Activity
The whole listing below should be duplicated exactly, with nothing left out.

Data
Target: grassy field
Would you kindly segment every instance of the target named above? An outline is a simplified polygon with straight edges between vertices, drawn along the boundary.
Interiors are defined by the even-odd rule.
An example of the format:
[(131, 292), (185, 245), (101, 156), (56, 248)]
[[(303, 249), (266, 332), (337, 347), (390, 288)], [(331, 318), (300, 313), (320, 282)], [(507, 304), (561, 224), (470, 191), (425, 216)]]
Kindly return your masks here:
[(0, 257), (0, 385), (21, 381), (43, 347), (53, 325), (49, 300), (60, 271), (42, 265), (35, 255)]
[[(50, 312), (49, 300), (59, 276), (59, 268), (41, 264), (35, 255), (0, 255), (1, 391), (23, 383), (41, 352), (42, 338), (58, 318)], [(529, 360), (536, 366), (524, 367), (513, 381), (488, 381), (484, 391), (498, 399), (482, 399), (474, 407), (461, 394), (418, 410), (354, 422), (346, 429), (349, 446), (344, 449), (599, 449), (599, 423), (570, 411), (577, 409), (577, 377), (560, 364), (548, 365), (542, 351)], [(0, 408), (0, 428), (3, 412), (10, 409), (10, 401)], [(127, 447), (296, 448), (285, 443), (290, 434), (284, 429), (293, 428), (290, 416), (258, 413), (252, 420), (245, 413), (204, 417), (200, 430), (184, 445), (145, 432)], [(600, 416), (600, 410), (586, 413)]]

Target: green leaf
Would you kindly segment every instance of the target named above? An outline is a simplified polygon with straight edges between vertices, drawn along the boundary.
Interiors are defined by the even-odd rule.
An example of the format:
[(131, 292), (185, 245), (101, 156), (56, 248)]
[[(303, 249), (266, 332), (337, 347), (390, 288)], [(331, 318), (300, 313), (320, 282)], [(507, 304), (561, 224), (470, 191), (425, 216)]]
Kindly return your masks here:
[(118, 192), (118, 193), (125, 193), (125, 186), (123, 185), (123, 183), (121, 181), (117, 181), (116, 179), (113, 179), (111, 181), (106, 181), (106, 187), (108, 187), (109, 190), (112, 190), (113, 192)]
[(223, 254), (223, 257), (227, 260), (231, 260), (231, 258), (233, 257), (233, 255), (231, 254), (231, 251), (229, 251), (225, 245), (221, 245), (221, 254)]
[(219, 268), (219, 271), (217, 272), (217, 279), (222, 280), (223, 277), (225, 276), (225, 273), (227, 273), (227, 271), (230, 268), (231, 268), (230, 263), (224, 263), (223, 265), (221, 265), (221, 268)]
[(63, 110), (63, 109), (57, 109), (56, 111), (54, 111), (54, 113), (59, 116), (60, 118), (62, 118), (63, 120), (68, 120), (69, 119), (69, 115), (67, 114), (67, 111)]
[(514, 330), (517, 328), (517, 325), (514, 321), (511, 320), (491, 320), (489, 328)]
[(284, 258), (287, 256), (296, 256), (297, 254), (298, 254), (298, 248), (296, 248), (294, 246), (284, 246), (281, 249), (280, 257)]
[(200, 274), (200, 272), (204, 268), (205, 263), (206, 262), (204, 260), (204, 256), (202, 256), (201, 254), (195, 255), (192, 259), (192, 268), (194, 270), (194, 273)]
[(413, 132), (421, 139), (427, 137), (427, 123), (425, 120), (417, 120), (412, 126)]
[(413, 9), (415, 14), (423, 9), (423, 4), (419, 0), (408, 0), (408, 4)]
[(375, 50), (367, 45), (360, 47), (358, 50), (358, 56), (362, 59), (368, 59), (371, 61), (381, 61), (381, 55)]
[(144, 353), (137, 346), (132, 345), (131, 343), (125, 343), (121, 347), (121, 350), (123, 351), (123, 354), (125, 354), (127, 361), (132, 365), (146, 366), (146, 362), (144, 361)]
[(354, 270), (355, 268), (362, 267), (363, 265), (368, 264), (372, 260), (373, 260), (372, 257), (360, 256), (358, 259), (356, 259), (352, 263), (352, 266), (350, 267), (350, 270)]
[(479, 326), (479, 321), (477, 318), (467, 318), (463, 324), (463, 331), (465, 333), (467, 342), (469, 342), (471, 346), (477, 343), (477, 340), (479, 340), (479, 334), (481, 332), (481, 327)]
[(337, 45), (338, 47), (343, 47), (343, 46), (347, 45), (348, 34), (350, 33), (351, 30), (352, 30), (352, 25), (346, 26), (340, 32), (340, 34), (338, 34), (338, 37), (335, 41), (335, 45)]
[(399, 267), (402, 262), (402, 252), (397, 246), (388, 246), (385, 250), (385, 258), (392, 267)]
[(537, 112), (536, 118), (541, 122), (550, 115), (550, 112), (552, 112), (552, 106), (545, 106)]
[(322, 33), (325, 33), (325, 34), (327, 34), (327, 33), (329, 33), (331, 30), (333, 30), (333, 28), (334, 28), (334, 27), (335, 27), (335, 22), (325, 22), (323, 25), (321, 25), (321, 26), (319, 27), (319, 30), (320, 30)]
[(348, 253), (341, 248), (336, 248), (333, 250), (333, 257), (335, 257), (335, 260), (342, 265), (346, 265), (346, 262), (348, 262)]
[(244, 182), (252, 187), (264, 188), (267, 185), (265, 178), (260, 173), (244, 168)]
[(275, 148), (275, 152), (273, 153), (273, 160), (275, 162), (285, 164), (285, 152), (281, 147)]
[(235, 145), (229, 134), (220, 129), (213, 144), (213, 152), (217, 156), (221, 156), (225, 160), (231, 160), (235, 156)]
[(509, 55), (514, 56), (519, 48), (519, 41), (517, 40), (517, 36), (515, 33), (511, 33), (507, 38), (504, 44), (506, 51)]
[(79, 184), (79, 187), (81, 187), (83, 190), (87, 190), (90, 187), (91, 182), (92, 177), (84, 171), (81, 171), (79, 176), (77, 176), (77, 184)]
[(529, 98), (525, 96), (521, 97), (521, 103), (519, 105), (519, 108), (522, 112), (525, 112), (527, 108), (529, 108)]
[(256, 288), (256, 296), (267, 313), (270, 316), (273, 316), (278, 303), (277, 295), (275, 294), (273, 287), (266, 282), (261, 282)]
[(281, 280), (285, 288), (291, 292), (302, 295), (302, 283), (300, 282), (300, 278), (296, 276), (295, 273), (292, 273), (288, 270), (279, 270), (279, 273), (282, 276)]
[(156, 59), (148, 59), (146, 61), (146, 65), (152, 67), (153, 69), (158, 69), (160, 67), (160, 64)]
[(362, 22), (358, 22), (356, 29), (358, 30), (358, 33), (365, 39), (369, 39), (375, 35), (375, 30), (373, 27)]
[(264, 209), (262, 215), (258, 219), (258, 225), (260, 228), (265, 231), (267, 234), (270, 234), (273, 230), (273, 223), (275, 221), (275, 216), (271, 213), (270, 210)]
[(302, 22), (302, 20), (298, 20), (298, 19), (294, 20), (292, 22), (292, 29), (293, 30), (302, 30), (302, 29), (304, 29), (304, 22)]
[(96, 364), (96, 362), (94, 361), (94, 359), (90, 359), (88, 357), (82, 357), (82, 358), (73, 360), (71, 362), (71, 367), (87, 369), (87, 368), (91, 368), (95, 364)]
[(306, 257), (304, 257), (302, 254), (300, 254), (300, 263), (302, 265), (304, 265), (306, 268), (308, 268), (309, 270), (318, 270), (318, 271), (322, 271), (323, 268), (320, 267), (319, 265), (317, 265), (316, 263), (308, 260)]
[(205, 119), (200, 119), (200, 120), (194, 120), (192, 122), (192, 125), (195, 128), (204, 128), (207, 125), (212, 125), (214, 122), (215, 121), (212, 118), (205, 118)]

Your solution
Target: grassy field
Would you kindly segment every instance of the target named above? An outline is a simplified polygon with straight edges between vertices, drawn along the boundary.
Interiors are defined by the even-odd rule.
An example of the format:
[(131, 292), (185, 245), (101, 156), (56, 248)]
[[(303, 249), (266, 332), (337, 347), (390, 288)], [(331, 318), (300, 313), (320, 282)], [(507, 304), (561, 224), (470, 191), (425, 216)]]
Kindly return your masks here:
[(0, 257), (0, 385), (21, 381), (43, 347), (53, 325), (49, 300), (60, 271), (42, 265), (35, 255)]
[[(50, 312), (49, 300), (59, 276), (59, 268), (41, 264), (35, 255), (0, 255), (1, 391), (23, 383), (41, 352), (42, 338), (58, 318)], [(529, 360), (536, 366), (524, 367), (513, 381), (488, 381), (484, 391), (498, 399), (482, 399), (474, 407), (461, 394), (418, 410), (354, 422), (346, 429), (349, 446), (344, 449), (599, 449), (599, 423), (570, 411), (577, 409), (577, 377), (560, 364), (548, 365), (542, 351)], [(0, 408), (0, 428), (3, 412), (10, 409), (10, 401)], [(127, 447), (296, 448), (285, 443), (290, 434), (284, 429), (293, 428), (290, 416), (258, 413), (252, 420), (245, 413), (204, 417), (200, 430), (184, 445), (145, 432)], [(600, 416), (600, 410), (586, 413)]]

Target: green leaf
Would you kindly segment every instance of the target named above? An outline is a simplified polygon with straight edges between vertices, drawn along the boundary.
Interiors are defined by the even-odd rule.
An example of the format:
[(131, 292), (185, 245), (101, 156), (56, 248)]
[[(303, 249), (266, 332), (337, 347), (390, 288)], [(331, 318), (300, 313), (320, 282)], [(507, 304), (561, 224), (470, 191), (425, 216)]]
Kindly return your masks here:
[(118, 192), (118, 193), (125, 193), (125, 186), (123, 185), (123, 183), (121, 181), (117, 181), (116, 179), (113, 179), (111, 181), (106, 181), (106, 187), (108, 187), (109, 190), (112, 190), (113, 192)]
[(223, 254), (223, 257), (227, 260), (231, 260), (231, 258), (233, 257), (233, 255), (231, 254), (231, 251), (229, 251), (225, 245), (221, 245), (221, 254)]
[(219, 268), (219, 271), (217, 272), (217, 279), (222, 280), (223, 277), (225, 276), (225, 273), (227, 273), (227, 271), (230, 268), (231, 268), (230, 263), (224, 263), (223, 265), (221, 265), (221, 268)]
[(63, 110), (63, 109), (57, 109), (56, 111), (54, 111), (54, 113), (59, 116), (60, 118), (62, 118), (63, 120), (68, 120), (69, 119), (69, 115), (67, 114), (67, 111)]
[(514, 330), (517, 328), (517, 325), (514, 321), (511, 320), (491, 320), (489, 328)]
[(284, 258), (287, 256), (296, 256), (297, 254), (298, 254), (298, 248), (296, 248), (294, 246), (284, 246), (281, 249), (280, 257)]
[(200, 274), (200, 272), (204, 268), (205, 263), (206, 262), (204, 260), (204, 256), (202, 256), (201, 254), (195, 255), (192, 259), (192, 268), (194, 270), (194, 273)]
[(413, 132), (421, 139), (427, 137), (427, 123), (425, 120), (417, 120), (412, 126)]
[(413, 9), (415, 14), (423, 9), (423, 4), (419, 0), (408, 0), (408, 4)]
[(375, 50), (367, 45), (360, 47), (358, 50), (358, 56), (362, 59), (368, 59), (371, 61), (381, 61), (381, 55)]
[(144, 353), (137, 346), (132, 345), (131, 343), (125, 343), (121, 347), (121, 350), (123, 351), (123, 354), (125, 354), (127, 361), (132, 365), (146, 366), (146, 362), (144, 361)]
[(354, 270), (355, 268), (362, 267), (363, 265), (368, 264), (372, 260), (373, 260), (372, 257), (360, 256), (358, 259), (356, 259), (352, 263), (352, 266), (350, 267), (350, 270)]
[(479, 326), (479, 321), (477, 318), (467, 318), (463, 324), (463, 331), (465, 333), (467, 342), (469, 342), (471, 346), (477, 343), (477, 340), (479, 340), (479, 334), (481, 332), (481, 327)]
[(337, 45), (338, 47), (343, 47), (343, 46), (347, 45), (348, 34), (350, 33), (351, 30), (352, 30), (352, 25), (346, 26), (340, 32), (340, 34), (338, 34), (338, 37), (335, 41), (335, 45)]
[(399, 267), (402, 262), (402, 252), (397, 246), (388, 246), (385, 250), (385, 258), (392, 267)]
[(537, 112), (536, 118), (541, 122), (550, 115), (550, 112), (552, 112), (552, 106), (545, 106)]
[(322, 33), (325, 33), (325, 34), (327, 34), (327, 33), (329, 33), (331, 30), (333, 30), (333, 28), (334, 28), (334, 27), (335, 27), (335, 22), (325, 22), (323, 25), (321, 25), (321, 26), (319, 27), (319, 30), (320, 30)]
[(348, 253), (341, 248), (336, 248), (333, 250), (333, 257), (335, 257), (335, 260), (342, 265), (346, 265), (346, 262), (348, 262)]
[(244, 182), (252, 187), (264, 188), (267, 185), (265, 178), (260, 173), (244, 168)]
[(275, 148), (275, 152), (273, 153), (273, 160), (275, 162), (285, 164), (285, 152), (281, 147)]
[(235, 145), (229, 134), (220, 129), (213, 144), (213, 152), (217, 156), (221, 156), (225, 160), (231, 160), (235, 156)]
[(509, 55), (514, 56), (519, 48), (519, 41), (517, 40), (517, 36), (515, 33), (511, 33), (507, 38), (504, 44), (506, 51)]
[(79, 184), (79, 187), (81, 187), (83, 190), (87, 190), (90, 187), (91, 182), (92, 177), (84, 171), (81, 171), (79, 176), (77, 176), (77, 184)]
[(529, 98), (525, 96), (521, 97), (521, 103), (519, 105), (519, 108), (522, 112), (525, 112), (527, 108), (529, 108)]
[(256, 288), (256, 296), (267, 313), (270, 316), (273, 316), (278, 303), (277, 295), (275, 294), (273, 287), (266, 282), (261, 282)]
[(281, 280), (285, 288), (291, 292), (302, 295), (302, 283), (300, 282), (300, 278), (296, 276), (295, 273), (292, 273), (288, 270), (279, 270), (279, 273), (282, 276)]
[(156, 59), (148, 59), (146, 61), (146, 65), (152, 67), (153, 69), (158, 69), (160, 67), (160, 64)]
[(362, 22), (358, 22), (356, 29), (358, 30), (358, 33), (365, 39), (369, 39), (375, 35), (375, 30), (373, 27)]
[(264, 209), (262, 215), (258, 219), (258, 225), (260, 228), (265, 231), (267, 234), (270, 234), (273, 230), (273, 223), (275, 221), (275, 216), (271, 213), (270, 210)]
[(302, 22), (302, 20), (298, 20), (298, 19), (294, 20), (292, 22), (292, 29), (293, 30), (302, 30), (302, 29), (304, 29), (304, 22)]
[(96, 364), (96, 362), (94, 361), (94, 359), (90, 359), (88, 357), (82, 357), (82, 358), (73, 360), (71, 362), (71, 367), (87, 369), (87, 368), (91, 368), (95, 364)]
[(306, 257), (304, 257), (302, 254), (300, 254), (300, 263), (302, 265), (304, 265), (306, 268), (308, 268), (309, 270), (318, 270), (318, 271), (322, 271), (323, 268), (320, 267), (319, 265), (317, 265), (316, 263), (308, 260)]
[(205, 119), (200, 119), (200, 120), (194, 120), (192, 122), (192, 125), (195, 128), (204, 128), (207, 125), (212, 125), (214, 122), (215, 121), (212, 118), (205, 118)]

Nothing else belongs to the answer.